== Directions ==
Continue the passage below about strategies for improving PanLex database performance, starting right after its final sentence.

== Excerpt to read ==
──────────
One hypothesis about performance improvement for PanLex has been that the fitting the entire database in memory is crucial. This hypothesis is based on the assumption that slow performance is always a result of a need to read data from and write data to disk.

If this hypothesis is correct, the main strategy for performance improvement should be to expand the server’s memory, configure the database server, and exercise the database routinely in such ways as to keep the data and indexes in the server’s memory.

If the cost of memory decreases and the limits on memory per server increase faster than the database grows, this strategy may be or become practical. One way to make it more practical would be to consume and pay for memory only when needed, but according to one expert this will probably require new standard forms of cloud computing, because memory is the resource that is most difficult to make elastic.

Observation has, however, cast some doubt on the truth of this hypothesis. When memory has been increased beyond about 8 GB, only small decreases in the execution times of slow queries have been achieved (see “Testing AWS”), and the operating system has usually reported only fractional utilization of memory during the execution of slow queries.

Storage acceleration

Another approach is to use faster storage hardware. One type is solid-state drives. On AWS EC2, local instance storage might be faster than EBS storage (one Amazon expert says [on page 13] it’s faster for sequential I/O but slower for random I/O), and storing the database on local instance storage might be practical if modifications in it were continuously replicated on an EBS copy.

Precomputation

Another strategy is to precompute the final or intermediate answers to anticipated queries and store these for re-use. This is the basic strategy studied by Mausam et al. (see above) for the implementation of inference algorithms, and some additional exploration of this approach has taken place.

Micro-redesign

Another strategy is to redesign the tables and stored procedures so execution is faster. This strategy has been used several times and has resulted in major improvements.

Macro-redesign

Another strategy is to reimplement the database with an architecture that is designed for efficient graph queries. This strategy has been discussed in the project and between the project and some partners, but no attempts have been made to test it.

Precomputation for arbitrary queries

As distinct from the predecessor project’s PanDictionary system, PanLex has no particular inference algorithm that it wants to implement efficiently. It wants any researcher to be able to define any inference algorithm and implement it efficiently with the PanLex data. If the PanLex database server were to be the host for such an implementation, then any queries required by the algorithm should be fulfilled rapidly on that server.
──────────
== Given material ==
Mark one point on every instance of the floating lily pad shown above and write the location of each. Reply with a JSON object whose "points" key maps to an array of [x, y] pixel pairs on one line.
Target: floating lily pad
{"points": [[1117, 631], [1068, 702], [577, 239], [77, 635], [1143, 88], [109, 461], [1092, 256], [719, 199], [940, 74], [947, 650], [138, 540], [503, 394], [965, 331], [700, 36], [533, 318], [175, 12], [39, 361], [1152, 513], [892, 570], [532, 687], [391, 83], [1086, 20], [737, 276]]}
──────────
== Solved exercise ==
Some inference algorithms can be expected to require answers to questions about indirect translations, such as “What are all the translation paths of length h from expression ex to language variety v?”. We have not been able to guarantee answers to such questions in less than several minutes, even when h = 2 (i.e. when there is only 1 intermediate translation in the path). We have experimentally created derivative tables that might simplify the fulfillment of such queries. These tables have made fulfillment of some queries faster, but of other queries slower. Such tables also consume substantial storage and slow other processing, because they must be updated with trigger functions whenever tables on which they depend are modified.

Derivative tables

The database contains some derivative tables that contain redundant data but facilitate query processing. These include:

Since all of these derivative tables make the database more complex, we occasionally review whether their existence is warranted.

“trlv” experiment

An experiment conducted in September, 02012, created a derivative table identifying the language varieties into which translations of expressions existed. The table, “aux.trlv”, was defined as follows:

                                                Table "aux.trlv"
 Column |  Type   | Modifiers | Storage |                              Description                               
--------+---------+-----------+---------+------------------------------------------------------------------------
 ex     | integer | not null  | plain   | expression
 lv     | integer | not null  | plain   | variety of any other expression(s) sharing a meaning of the expression
Indexes:
    "trlv_pkey" PRIMARY KEY, btree (ex, lv)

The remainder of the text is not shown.